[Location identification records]

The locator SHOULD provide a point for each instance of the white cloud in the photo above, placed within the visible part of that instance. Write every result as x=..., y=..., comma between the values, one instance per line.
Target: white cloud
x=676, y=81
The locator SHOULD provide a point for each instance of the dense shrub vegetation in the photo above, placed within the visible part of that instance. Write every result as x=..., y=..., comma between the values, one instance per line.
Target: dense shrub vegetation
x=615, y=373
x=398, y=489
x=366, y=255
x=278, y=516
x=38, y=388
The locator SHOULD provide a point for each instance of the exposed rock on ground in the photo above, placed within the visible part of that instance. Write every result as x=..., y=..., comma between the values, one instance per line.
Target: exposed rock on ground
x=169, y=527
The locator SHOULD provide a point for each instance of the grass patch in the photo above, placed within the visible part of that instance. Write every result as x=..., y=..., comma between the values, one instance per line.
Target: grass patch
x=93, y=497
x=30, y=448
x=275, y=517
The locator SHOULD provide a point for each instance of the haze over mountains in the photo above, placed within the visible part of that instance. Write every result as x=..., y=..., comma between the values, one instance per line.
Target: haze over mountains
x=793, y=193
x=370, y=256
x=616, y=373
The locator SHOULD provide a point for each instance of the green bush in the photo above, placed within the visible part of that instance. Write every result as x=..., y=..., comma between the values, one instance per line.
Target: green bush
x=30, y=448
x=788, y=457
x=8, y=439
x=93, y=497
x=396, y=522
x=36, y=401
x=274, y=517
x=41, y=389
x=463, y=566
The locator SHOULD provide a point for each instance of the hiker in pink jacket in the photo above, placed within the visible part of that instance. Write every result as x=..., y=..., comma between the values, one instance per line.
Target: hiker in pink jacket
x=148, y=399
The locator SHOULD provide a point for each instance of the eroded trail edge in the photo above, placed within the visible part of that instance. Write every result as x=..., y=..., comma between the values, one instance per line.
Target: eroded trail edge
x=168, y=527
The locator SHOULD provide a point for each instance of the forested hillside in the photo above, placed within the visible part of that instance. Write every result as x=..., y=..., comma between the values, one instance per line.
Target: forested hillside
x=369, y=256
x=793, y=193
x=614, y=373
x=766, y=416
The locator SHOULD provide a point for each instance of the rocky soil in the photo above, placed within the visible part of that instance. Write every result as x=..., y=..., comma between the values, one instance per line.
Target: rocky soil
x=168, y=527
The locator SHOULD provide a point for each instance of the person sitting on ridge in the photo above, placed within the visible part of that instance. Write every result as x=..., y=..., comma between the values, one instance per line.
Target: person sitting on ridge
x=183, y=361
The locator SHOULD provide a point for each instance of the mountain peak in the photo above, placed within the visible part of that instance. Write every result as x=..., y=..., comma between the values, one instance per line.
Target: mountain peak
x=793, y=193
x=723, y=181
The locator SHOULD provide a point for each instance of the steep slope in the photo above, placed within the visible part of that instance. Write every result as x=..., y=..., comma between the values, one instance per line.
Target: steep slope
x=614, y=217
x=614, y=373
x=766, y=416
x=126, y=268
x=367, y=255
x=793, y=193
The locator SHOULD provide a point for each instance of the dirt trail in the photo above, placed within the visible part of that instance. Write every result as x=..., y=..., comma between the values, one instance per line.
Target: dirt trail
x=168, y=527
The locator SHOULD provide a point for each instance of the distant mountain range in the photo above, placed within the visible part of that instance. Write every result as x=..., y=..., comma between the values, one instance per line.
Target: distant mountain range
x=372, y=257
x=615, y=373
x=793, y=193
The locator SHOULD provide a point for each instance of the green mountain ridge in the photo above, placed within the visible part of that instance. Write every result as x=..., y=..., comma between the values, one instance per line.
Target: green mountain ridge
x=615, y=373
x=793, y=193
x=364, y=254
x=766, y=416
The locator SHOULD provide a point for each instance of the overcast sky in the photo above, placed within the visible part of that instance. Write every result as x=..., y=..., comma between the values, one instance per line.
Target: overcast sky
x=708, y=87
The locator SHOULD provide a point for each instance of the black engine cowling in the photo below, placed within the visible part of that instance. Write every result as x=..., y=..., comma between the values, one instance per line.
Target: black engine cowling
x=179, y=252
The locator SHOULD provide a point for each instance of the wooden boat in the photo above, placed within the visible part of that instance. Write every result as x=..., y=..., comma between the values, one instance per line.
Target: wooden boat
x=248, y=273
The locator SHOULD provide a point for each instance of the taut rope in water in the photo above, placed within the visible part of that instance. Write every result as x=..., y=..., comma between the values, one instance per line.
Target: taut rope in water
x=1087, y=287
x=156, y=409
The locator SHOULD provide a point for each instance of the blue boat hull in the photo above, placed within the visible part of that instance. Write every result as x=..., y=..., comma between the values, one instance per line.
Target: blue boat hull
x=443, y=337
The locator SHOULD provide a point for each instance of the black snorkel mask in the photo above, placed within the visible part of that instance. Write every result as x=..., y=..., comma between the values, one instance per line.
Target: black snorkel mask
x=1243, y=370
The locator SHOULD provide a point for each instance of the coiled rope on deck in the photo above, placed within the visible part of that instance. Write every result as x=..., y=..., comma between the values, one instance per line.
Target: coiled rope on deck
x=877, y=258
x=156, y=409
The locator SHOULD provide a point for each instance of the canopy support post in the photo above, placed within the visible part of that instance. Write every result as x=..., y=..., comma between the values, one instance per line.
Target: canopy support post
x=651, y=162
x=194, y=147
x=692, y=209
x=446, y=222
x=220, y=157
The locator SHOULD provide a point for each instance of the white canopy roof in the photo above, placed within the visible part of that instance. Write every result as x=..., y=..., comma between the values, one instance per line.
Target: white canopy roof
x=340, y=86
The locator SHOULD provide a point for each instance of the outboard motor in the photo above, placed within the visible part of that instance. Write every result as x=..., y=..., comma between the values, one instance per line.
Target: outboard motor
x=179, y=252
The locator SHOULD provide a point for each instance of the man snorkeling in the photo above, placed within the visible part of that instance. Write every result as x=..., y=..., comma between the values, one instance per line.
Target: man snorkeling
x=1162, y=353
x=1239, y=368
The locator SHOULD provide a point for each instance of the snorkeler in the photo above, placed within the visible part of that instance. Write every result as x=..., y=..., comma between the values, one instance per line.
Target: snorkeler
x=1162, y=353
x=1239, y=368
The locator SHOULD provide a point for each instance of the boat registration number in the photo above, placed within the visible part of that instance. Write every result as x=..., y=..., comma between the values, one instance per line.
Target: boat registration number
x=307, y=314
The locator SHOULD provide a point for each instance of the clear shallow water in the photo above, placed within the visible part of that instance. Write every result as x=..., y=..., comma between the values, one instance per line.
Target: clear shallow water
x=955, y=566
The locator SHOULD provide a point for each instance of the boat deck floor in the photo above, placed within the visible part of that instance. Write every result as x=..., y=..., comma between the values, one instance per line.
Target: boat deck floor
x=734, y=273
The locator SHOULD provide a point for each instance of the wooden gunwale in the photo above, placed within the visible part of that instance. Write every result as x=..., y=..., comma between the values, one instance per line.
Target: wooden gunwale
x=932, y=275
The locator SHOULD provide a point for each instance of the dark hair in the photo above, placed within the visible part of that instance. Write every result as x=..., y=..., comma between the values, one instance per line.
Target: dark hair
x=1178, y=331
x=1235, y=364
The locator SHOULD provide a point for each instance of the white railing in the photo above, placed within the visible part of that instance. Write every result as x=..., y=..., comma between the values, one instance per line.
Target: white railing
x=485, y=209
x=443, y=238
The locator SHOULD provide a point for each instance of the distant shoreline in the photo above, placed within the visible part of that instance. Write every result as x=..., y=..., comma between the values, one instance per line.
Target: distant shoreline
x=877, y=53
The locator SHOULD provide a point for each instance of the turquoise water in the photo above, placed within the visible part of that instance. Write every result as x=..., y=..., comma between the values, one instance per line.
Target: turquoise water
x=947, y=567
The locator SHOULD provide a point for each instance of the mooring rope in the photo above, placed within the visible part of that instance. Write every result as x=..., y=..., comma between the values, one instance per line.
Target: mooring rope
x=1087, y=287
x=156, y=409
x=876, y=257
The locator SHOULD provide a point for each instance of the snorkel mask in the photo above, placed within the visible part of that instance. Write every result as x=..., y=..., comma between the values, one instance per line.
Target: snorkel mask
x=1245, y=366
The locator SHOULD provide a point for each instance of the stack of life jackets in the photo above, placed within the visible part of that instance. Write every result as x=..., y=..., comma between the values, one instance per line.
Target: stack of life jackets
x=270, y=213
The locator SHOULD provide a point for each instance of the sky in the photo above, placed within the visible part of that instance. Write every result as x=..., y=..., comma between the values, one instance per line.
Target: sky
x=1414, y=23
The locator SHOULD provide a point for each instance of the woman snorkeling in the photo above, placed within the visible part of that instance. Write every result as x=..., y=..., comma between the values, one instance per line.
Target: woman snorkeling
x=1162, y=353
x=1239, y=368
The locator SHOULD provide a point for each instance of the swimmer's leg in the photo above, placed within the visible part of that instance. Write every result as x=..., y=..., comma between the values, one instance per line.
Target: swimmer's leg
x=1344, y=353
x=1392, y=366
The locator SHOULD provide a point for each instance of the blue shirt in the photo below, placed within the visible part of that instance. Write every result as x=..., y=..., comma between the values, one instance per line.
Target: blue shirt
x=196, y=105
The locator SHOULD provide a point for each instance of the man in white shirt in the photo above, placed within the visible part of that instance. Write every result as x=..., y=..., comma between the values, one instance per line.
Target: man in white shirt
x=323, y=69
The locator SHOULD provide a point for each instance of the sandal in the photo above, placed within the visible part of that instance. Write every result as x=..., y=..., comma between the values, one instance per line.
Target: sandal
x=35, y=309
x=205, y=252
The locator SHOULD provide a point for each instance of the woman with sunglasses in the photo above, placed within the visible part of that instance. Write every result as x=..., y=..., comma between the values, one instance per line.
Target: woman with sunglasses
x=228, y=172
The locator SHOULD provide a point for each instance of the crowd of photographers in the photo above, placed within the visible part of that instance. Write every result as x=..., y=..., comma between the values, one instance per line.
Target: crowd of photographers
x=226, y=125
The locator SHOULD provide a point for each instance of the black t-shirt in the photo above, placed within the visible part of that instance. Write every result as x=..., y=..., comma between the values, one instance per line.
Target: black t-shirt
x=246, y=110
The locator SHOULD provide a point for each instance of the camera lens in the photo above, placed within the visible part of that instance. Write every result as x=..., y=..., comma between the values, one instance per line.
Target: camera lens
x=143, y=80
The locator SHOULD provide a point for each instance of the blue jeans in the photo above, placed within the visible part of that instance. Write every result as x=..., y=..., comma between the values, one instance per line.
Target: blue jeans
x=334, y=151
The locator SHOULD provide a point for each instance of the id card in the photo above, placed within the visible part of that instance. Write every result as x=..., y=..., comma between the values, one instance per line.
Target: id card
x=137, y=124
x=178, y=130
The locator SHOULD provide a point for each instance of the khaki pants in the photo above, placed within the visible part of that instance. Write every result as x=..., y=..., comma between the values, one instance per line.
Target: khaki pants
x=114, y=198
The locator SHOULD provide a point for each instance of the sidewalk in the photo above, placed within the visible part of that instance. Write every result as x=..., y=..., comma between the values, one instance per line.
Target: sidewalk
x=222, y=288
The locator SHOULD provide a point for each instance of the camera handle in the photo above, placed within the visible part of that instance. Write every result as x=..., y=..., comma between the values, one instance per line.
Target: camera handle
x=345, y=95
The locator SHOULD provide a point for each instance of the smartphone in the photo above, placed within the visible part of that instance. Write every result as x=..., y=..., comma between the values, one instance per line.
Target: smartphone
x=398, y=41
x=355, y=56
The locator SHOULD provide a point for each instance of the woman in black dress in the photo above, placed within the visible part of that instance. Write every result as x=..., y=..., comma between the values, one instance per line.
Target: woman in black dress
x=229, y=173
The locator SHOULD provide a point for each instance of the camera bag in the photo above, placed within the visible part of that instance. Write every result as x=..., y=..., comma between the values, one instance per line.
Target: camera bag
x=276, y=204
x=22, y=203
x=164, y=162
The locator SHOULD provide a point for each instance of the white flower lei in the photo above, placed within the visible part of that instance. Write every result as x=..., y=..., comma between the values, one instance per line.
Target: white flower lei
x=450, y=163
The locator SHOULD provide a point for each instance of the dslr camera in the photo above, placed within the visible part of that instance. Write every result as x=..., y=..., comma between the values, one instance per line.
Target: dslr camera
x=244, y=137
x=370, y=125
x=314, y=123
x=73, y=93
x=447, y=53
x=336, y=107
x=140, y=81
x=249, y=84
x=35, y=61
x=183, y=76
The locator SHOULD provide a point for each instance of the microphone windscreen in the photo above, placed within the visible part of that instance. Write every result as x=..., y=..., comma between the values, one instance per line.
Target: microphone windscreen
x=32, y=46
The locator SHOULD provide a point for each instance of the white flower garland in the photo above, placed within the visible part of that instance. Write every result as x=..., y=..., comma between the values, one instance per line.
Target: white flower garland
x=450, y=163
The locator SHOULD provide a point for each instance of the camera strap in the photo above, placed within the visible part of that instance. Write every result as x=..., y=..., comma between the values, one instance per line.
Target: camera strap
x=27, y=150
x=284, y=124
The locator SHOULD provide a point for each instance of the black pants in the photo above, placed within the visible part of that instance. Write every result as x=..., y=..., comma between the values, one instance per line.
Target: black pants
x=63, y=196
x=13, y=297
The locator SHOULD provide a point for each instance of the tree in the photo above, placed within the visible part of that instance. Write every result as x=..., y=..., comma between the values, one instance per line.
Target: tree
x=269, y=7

#### What to produce
Lay out the records as a two-column CSV with the header input,output. Begin at the line containing "the black t-shirt" and stop after the line containing "x=114, y=198". Give one row per record, with its text under input and its answer under output, each field quoted and every line break replaced by a space.

#### Response to the exercise
input,output
"The locator SHOULD provide a point for each instance of the black t-shirt in the photo above, placed within the visible part of that instance. Write every result as x=..., y=..., comma between the values, one instance per line. Target: black t-shirt","x=246, y=110"
"The locator SHOULD provide a point for each instance of the camera lens in the photo above, placed within the visible part of that instance. Write every result as x=..., y=..., comma between the values, one instance per line. Target: camera lens","x=143, y=80"
"The locator SHOULD provide a point for each instance of the blue jeans in the photo above, placed within the visible part of that instance. Write every result as x=..., y=..., comma between the values, one instance per line. Target: blue jeans","x=334, y=151"
"The locator SHOULD provide a point for each instance of the id card in the photo above, placed within the visible part of that instance. Write every result as x=..., y=..., comma between the values, one instance per line. Target: id card","x=137, y=124 x=178, y=130"
"The locator SHOULD provide a point for each instance of the khaki pants in the photo above, placed within the visible part of that instance. Write every result as x=..., y=..., comma between the values, one instance per line. Target: khaki pants","x=114, y=198"